##### Texto apresentado #####
É com alguma angústia que, decorrido mais de um ano de pandemia, depois de termos vivido surpresas, ânsias, receios, hesitações e contradições provocados por um vírus, vejo o meu País sem a preocupação consciente de se debruçar verdadeiramente sobre as grandes causas que rodeiam toda a ignorância e solução para um tal vírus, preferindo viver ou alimentar polémicas e equívocos, políticos e sociais, que nada ajudam numa luta que deveria ser solidária.
Tenho por vezes dúvidas de que alguns dos mais responsáveis não se concentrem na catástrofe que a todos abalou, e continua a abalar, e prefiram olhar para os seus umbigos, políticos ou profissionais, e a esquecer a solidariedade, política ou profissional, que deveria prevalecer entre os vários partidos políticos e também a maioria que é o povo sem partido.
Decorrido um ano, e depois de todos os erros cometidos na época natalícia, entramos em Janeiro de 2021 situados na triste posição do COVID como os piores do mundo. A título de exemplo, e numa imagem que não conseguirei nunca apagar, verei sempre o número de mortos que, no Hospital dos Covões, em Coimbra, já só teve lugar dentro de um contentor-frigorífico. O susto foi grande e, então, dessa vez, o Governo conseguiu transmitir bem esse estado à população, população portuguesa que, como geralmente acontece quando correctamente é esclarecida e solicitada, reagiu de uma forma positiva, colaborante, exemplar. Porque é que antes, em Dezembro, se deixou o Poder fragilizar sem convicção e sem dar uma verdadeira confiança à população, para que esta evitasse essas situações?!
Cientes da sua impotência de utilizar uma terapêutica curativa, os olhos do Homem rasaram o horizonte na procura de uma vacina que pudesse travar esta pandemia, embora não deixando de pensar no tempo necessário para o seu fabrico. Havia a recordar que a vacina da Poliomielite levou 47 anos a ser descoberta!… Quase por milagre (mas um verdadeiro “milagre científico”), ao fim de um ano é relevante vermos diversas vacinas (já vai em quatro aprovadas pela Agência Europeia do Medicamento), vacinas que abrem prespectivas de segurança ao mundo!…
Mais uma vez, porém, surgem novos equívocos e novas polémicas … com informações e contrainformações, não fundamentadas mas empoladas, negadas ou afirmadas consoante o entrevistado na TV (e nunca se viram tantos “experts” comentadores…), nem sempre transmitidas com a transparência e a clareza necessárias. Qualquer cidadão se interroga como é que uma vacina é aprovada e aconselhada hoje apenas para menores do que 60 anos e, no dia seguinte, seja contraindicada nessa faixa etária mas indicada para a faixa etária acima dos 60 anos!
##### Informação extraída #####
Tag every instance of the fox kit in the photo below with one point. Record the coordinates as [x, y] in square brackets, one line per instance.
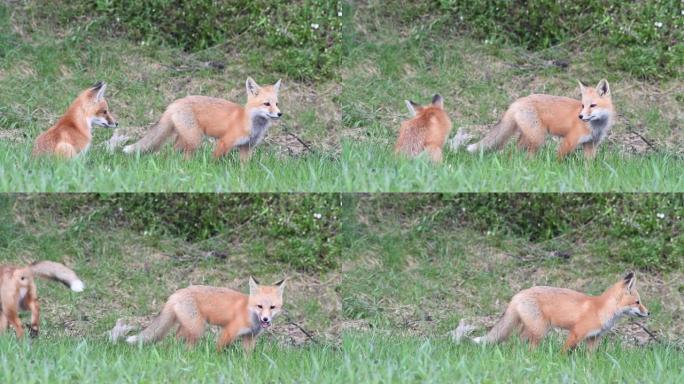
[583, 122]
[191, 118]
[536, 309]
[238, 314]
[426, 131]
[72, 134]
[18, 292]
#####
##### Informação extraída #####
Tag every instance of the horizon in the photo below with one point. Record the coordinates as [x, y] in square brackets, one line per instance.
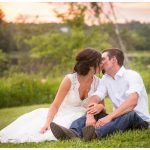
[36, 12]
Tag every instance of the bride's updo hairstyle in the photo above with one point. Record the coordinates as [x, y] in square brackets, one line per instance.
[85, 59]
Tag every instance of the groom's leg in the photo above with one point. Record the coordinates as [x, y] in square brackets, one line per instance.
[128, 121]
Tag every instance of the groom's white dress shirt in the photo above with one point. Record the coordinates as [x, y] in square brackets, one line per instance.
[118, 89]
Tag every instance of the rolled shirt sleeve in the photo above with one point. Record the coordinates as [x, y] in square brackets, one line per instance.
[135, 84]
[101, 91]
#####
##### Informação extraída #####
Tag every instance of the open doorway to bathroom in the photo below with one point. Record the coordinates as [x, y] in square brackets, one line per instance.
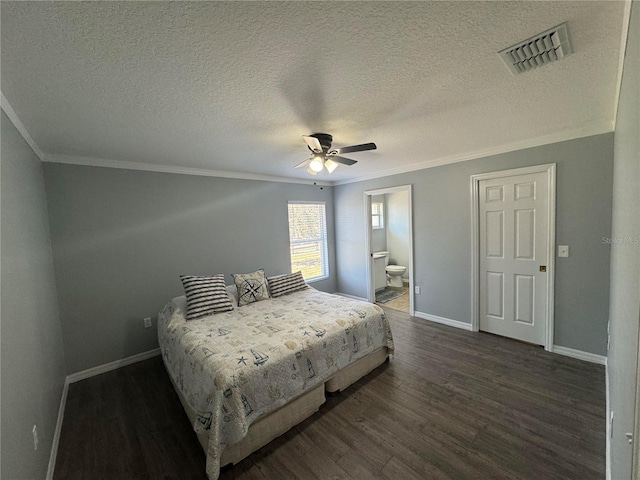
#####
## [Lista de tarefas]
1. Extraia do texto sobre a pandemia em Portugal o trecho que começa em "É com alguma" e vai até "deveria ser solidária.".
2. Escreva a continuação do texto sobre a pandemia em Portugal a partir do ponto em que termina.

## [Respostas às tarefas]
1.
É com alguma angústia que, decorrido mais de um ano de pandemia, depois de termos vivido surpresas, ânsias, receios, hesitações e contradições provocados por um vírus, vejo o meu País sem a preocupação consciente de se debruçar verdadeiramente sobre as grandes causas que rodeiam toda a ignorância e solução para um tal vírus, preferindo viver ou alimentar polémicas e equívocos, políticos e sociais, que nada ajudam numa luta que deveria ser solidária.

2.
É necessário maior rigor e maior serenidade nos meios de comunicação social e, infelizmente, isso é o que menos se sente com a publicidade que vai desfilando nesta democracia com 47 anos de vida, mas que, no dia-a-dia, não deixa de misturar episódios que envolvem “um mundo de casos”, que envolvem notícias duvidosas, que valorizam “tristes espectáculos”, descredibilizando alguns dos poderes deste País. A Democracia só resistirá se ressaltar o valor das pessoas na sua competência, na sua integridade e numa justiça aplicada a todos nas mesmas condições.
Para finalizar esta curta análise, olhemos para o que se passou este ano no regresso do tradicional desfile comemorativo do 25 de Abril na Avenida da Liberdade. Mais uma polémica entre uma “comissão promotora das comemorações da Revolução” e um Partido político! Uma situação paradoxal que não deixou de fazer com que o próprio partido visado passasse a ser alvo de maior visibilidade.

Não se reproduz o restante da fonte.